**Your task:**
All of the data must be output exactly, with every picture left out.
=======
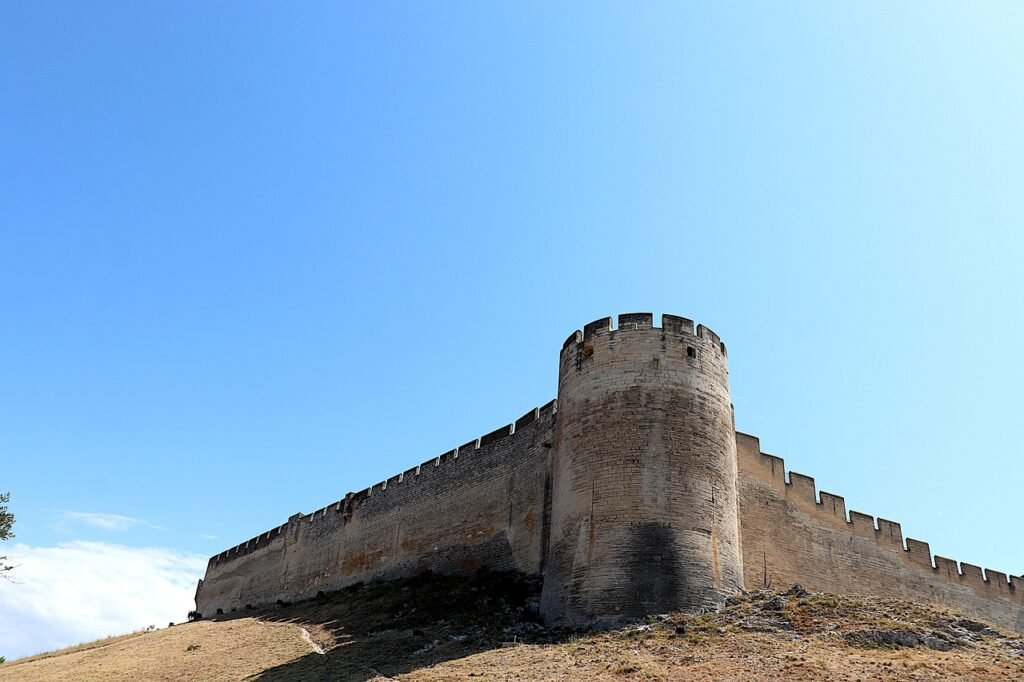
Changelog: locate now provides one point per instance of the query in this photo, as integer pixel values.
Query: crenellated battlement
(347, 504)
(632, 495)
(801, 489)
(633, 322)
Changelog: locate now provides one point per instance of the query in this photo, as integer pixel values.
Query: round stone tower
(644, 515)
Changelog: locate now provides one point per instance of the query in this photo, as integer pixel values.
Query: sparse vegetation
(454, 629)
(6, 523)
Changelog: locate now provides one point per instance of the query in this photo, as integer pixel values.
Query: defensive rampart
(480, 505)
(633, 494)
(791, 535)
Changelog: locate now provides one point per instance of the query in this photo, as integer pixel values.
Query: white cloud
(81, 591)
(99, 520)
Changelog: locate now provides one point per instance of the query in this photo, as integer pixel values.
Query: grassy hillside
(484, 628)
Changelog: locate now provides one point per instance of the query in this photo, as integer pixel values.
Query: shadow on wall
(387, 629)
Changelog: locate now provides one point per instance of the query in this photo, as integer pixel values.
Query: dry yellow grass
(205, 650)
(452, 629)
=======
**Exercise result:**
Changelog: locate now provides one point per instance of the query in this photo, as integer pixel values.
Query: crenellated battlement
(347, 504)
(632, 495)
(801, 489)
(633, 322)
Changelog: locate now provides one point per instance of the query in this photo, as integer pixel values.
Query: round stone tower
(644, 515)
Changelog: locate now provides one point per instance of the query in this photo, as integer pixel values.
Query: sparse vegetation
(454, 629)
(6, 523)
Changelog: locate now provides one point per instance of the query in this photo, as integer pixel values.
Query: defensive rampart
(480, 505)
(633, 494)
(791, 535)
Changelog: locate now provides one point per instance of the query in this photo, as integer pixel values.
Query: white cloud
(81, 591)
(99, 520)
Changelog: locate now provides one point per instance of the query in this photo, as integer pixel values.
Query: grassy hillside
(484, 628)
Changelog: locate now provides one point per instance of the query in this photo, as integer pixel values.
Query: shadow on wall
(387, 629)
Changelog: locate now provides one point per instance of the query in this photo, as integer pixel values.
Query: dry yellow grass
(205, 650)
(452, 629)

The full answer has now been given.